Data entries
++++++++
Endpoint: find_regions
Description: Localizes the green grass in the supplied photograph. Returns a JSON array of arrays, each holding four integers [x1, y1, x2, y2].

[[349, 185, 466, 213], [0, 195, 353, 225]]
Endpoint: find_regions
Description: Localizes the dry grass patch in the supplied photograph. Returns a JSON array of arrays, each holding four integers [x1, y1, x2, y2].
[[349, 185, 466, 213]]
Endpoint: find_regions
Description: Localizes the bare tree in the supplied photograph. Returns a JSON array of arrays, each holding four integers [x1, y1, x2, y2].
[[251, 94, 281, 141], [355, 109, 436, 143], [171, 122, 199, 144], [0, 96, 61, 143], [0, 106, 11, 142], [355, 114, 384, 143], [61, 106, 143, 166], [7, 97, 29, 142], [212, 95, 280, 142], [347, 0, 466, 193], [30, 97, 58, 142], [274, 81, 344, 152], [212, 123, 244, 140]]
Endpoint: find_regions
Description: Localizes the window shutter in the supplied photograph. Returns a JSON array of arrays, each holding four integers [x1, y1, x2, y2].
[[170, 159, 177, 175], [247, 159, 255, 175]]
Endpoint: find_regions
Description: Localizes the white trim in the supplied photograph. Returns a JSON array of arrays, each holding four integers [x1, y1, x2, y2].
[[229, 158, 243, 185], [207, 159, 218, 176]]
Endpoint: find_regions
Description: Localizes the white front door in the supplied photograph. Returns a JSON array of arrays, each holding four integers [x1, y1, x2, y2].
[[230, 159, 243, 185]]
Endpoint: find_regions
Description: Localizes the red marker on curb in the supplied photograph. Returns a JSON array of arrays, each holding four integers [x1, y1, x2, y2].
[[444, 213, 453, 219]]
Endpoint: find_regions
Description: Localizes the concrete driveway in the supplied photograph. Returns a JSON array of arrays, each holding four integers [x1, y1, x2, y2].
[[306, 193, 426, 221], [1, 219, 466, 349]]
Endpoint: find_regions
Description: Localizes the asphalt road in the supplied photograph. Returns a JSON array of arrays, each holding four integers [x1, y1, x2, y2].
++++++++
# Exercise goal:
Transcribe every line of the records exactly, please.

# Solution below:
Endpoint: find_regions
Description: Localizes the green grass in the supplied photograph. Returns a JSON array of arrays, each holding four integers [x1, y1, x2, y2].

[[349, 185, 466, 213], [0, 195, 353, 225]]
Endpoint: find_regions
Description: Localizes the dry grass patch in the supplied photograph. Returns a JSON array of arrays, each holding four integers [x1, y1, x2, y2].
[[349, 185, 466, 213]]
Endpoint: find_regions
Description: Localizes the bare tree in the supplied photograph. Returns a JSON array of arrays, each holding four integers [x1, y1, x2, y2].
[[251, 94, 281, 141], [355, 109, 436, 143], [171, 122, 199, 144], [0, 96, 61, 143], [0, 106, 11, 142], [355, 114, 384, 143], [61, 106, 143, 166], [7, 97, 29, 142], [212, 95, 280, 142], [347, 0, 466, 193], [30, 97, 58, 142], [274, 81, 344, 152], [212, 123, 244, 140]]
Endpoint: find_regions
Description: Localizes the window shutter in the supplied photograph. Returns a JSON array of arrays, each holding four integers [x1, y1, x2, y2].
[[170, 159, 177, 175], [247, 159, 255, 175]]
Endpoint: find_regions
Description: Localizes the white trim in the supplied photograph. Returns a JSON array of arrays, each holding four integers [x1, y1, x2, y2].
[[229, 158, 243, 185], [207, 159, 218, 176]]
Endpoint: find_regions
Description: Localizes the white front door in the supplied photograph. Returns a JSON array of arrays, each holding four integers [x1, y1, x2, y2].
[[230, 159, 243, 185]]
Endpoint: find_regions
Description: Localizes the red marker on curb in the supplied photograph. Returns a JSON array of arrays, each holding four integers [x1, y1, x2, y2].
[[444, 213, 453, 219]]
Endpoint: find_regions
Description: Localizes the concrete driveway in the supplied photograph. Returns a JSON array of arrays, each holding four integers [x1, y1, x2, y2].
[[306, 193, 426, 221], [1, 219, 466, 349]]
Endpoint: find_regions
Description: Localizes the asphalt road in the supplied photograph. Returns a JSON array of arrays, each holding four integers [x1, y1, x2, y2].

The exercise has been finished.